* **给定任务**: 把下面全部记录逐行列成编号列表，去掉空行。

■ ■ ■ ■

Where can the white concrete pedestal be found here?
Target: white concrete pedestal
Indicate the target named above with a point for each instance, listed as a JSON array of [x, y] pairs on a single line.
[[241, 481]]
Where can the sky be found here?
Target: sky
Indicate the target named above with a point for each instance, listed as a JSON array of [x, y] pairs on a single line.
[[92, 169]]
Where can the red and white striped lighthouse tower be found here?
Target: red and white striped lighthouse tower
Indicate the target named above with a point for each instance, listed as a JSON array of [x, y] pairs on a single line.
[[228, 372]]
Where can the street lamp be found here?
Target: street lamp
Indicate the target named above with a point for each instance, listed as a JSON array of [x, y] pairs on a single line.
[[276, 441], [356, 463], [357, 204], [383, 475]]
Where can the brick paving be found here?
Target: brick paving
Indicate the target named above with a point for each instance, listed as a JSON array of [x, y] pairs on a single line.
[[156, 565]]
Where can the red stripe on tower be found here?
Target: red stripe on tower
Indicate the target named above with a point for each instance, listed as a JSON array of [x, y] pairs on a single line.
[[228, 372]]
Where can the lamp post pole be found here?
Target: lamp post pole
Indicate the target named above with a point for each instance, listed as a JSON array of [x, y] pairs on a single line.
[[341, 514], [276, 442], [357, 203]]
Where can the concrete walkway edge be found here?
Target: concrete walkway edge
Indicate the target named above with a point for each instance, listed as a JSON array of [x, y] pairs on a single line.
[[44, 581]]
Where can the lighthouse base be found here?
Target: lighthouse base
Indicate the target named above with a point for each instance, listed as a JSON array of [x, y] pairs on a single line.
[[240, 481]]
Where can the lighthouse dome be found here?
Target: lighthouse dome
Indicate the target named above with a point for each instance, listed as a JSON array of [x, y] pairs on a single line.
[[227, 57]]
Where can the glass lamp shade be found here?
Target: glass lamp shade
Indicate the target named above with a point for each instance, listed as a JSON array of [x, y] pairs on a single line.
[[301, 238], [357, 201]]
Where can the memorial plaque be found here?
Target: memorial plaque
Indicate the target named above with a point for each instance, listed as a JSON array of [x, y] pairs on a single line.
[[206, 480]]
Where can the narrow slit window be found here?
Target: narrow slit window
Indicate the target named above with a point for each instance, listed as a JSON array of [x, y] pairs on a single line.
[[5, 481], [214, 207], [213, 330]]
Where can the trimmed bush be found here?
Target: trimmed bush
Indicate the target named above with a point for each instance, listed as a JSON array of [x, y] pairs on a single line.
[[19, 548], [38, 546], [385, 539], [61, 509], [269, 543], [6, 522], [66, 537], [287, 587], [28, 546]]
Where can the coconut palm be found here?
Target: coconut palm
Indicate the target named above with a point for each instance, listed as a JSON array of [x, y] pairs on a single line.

■ ■ ■ ■

* **完整答案**:
1. Where can the white concrete pedestal be found here?
2. Target: white concrete pedestal
3. Indicate the target named above with a point for each instance, listed as a JSON array of [x, y] pairs on a single line.
4. [[241, 481]]
5. Where can the sky be found here?
6. Target: sky
7. Indicate the target named above with a point for each instance, listed as a JSON array of [x, y] pairs on a single line.
8. [[92, 169]]
9. Where can the red and white striped lighthouse tower be found here?
10. Target: red and white striped lighthouse tower
11. Indicate the target named above with a point for each instance, listed as a JSON array of [x, y] pairs on a single line.
12. [[228, 372]]
13. Where can the street lamp be found here?
14. Target: street lamp
15. Indicate the target named above with a point for each instance, listed as a JSON array of [x, y] pairs on a single line.
16. [[276, 441], [356, 463], [357, 204], [383, 475]]
17. Where can the brick paving be found here?
18. Target: brick paving
19. Indicate the target named above with a point for each instance, listed as a JSON array of [x, y] pairs on a single line.
20. [[156, 565]]
21. Where can the red stripe on tower be found here?
22. Target: red stripe on tower
23. Indicate the target named above with a point for each instance, listed as a JSON array of [x, y] pairs on a single line.
24. [[228, 372]]
25. Where can the lamp post pole be found here?
26. Target: lamp post pole
27. Indicate the target named above with a point for each instance, listed as a JSON array of [x, y] pairs on a single line.
28. [[341, 514], [276, 442], [357, 203]]
29. Where can the concrete walkway edge be found here?
30. Target: concrete walkway edge
31. Indicate the target named above with a point for each instance, listed as a JSON array of [x, y] pairs on a single line.
32. [[44, 581]]
33. Where can the lighthouse base be found here?
34. Target: lighthouse base
35. Indicate the target named above with a point for each instance, listed as a JSON array of [x, y] pairs on a single line.
36. [[240, 481]]
37. Where can the lighthouse dome be found here?
38. Target: lighthouse dome
39. Indicate the target named above with a point for each instance, listed as a JSON array of [x, y] pairs on a single line.
40. [[227, 57]]
41. Where can the glass lamp shade be found here?
42. Target: glass lamp shade
43. Indicate the target named above with a point for each instance, listed as a JSON array of [x, y] pairs on a single line.
44. [[301, 238], [357, 201]]
45. Where can the memorial plaque be found here?
46. Target: memorial plaque
47. Indicate the target named above with a point for each instance, listed as a JSON array of [x, y] pairs on a single line.
48. [[206, 480]]
49. Where can the narrow slit window be found here?
50. Target: narrow slit window
51. Indicate the target named above with a point for each instance, listed as a JSON array of [x, y] pairs on a single line.
52. [[5, 481], [214, 207], [213, 330]]
53. Where can the trimmed bush be found here?
54. Target: trimmed bush
55. Indicate the target named above with a point for each instance, listed as a JSON array of [x, y] pairs on a single line.
56. [[19, 548], [38, 546], [385, 539], [61, 509], [269, 543], [6, 522], [66, 537], [287, 587], [28, 546]]
57. Where can the coconut palm be found here?
58. Target: coconut palm
59. Indicate the target named above with a point for each instance, listed as a JSON array of [x, y] pairs on a single line.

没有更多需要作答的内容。